◆ Reading text ◆
# # # # #

Physical limitations are well understood by designers; mental limitations are greatly misunderstood. We should treat all failures in the same way: find the fundamental causes and redesign the system so that these can no longer lead to problems. We design
equipment that requires people to be fully alert and attentive for hours, or to remember archaic, confusing procedures even if they are only used infrequently, sometimes only once in a lifetime. We put people in boring environments with nothing to do for hours on end, until suddenly they must respond quickly and accurately. Or we subject them to complex, high-workload environments, where they are continually interrupted while having to do multiple tasks simultaneously. Then we wonder why there is failure.

Even worse is that when I talk to the designers and administrators of these systems, they admit that they too have nodded off while supposedly working. Some even admit to falling asleep for an instant while driving. They admit to turning the wrong stove burners on or off in their homes, and to other small but significant errors. Yet when their workers do this, they blame them for “human error.” And when employees or customers have similar issues, they are blamed for not following the directions properly, or for not being fully alert and attentive.

# # # # #

◆ Records for the exercise ◆

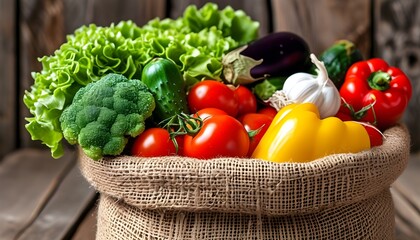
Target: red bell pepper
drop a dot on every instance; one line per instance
(375, 92)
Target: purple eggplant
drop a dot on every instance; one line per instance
(283, 53)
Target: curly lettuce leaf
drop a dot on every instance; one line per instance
(196, 45)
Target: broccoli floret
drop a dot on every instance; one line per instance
(104, 113)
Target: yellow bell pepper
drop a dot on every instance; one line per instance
(297, 134)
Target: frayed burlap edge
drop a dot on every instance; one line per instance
(250, 186)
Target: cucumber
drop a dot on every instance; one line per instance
(165, 82)
(338, 58)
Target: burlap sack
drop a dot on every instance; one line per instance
(342, 196)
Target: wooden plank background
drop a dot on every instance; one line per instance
(33, 28)
(8, 77)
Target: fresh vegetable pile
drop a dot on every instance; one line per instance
(204, 86)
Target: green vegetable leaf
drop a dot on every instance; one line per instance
(196, 42)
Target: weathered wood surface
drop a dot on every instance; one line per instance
(406, 194)
(41, 198)
(323, 22)
(8, 77)
(397, 40)
(34, 187)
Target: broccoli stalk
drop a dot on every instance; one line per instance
(104, 113)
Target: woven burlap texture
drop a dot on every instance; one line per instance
(368, 219)
(145, 197)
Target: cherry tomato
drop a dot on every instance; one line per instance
(211, 93)
(153, 142)
(205, 113)
(247, 102)
(254, 121)
(220, 136)
(270, 111)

# # # # #

◆ Exercises to complete ◆
a. Copy the records word for word, starting at the line with "Target: weathered wood surface" and continuing through the final line of the records.
b. Extend the passage on designers blaming people for human error, picking up right after its last sentence.

◆ Answers for this exercise ◆
a.
Target: weathered wood surface
drop a dot on every instance; one line per instance
(406, 194)
(41, 198)
(323, 22)
(8, 77)
(397, 40)
(34, 187)
Target: broccoli stalk
drop a dot on every instance; one line per instance
(104, 113)
Target: woven burlap texture
drop a dot on every instance; one line per instance
(368, 219)
(145, 197)
Target: cherry tomato
drop a dot on every instance; one line per instance
(211, 93)
(153, 142)
(205, 113)
(247, 102)
(254, 121)
(220, 136)
(270, 111)

b.
Understanding Why There Is Error

Error occurs for many reasons. The most common is in the nature of the tasks and procedures that require people to behave in unnatural ways—staying alert for hours at a time, providing precise, accurate control specifications, all the while multitasking, doing several things at once, and subjected to multiple interfering activities. Interruptions are a common reason for error, not helped by designs and procedures that assume full, dedicated attention yet that do not make it easy to resume operations after an interruption. And finally, perhaps the worst culprit of all, is the attitude of people toward errors.

When an error causes a financial loss or, worse, leads to an injury or death, a special committee is convened to investigate the cause and, almost without fail, guilty people are found. The next step is to blame and punish them with a monetary fine, or by firing or jailing them. Sometimes a lesser punishment is proclaimed: make the guilty parties go through more training. Blame and punish; blame and train. The investigations and resulting punishments feel
good: “We caught the culprit.” But it doesn't cure the problem: the same error will occur over and over again. Instead, when an error happens, we should determine why, then redesign the product or the procedures being followed so that it will never occur again or, if it does, so that it will have minimal impact.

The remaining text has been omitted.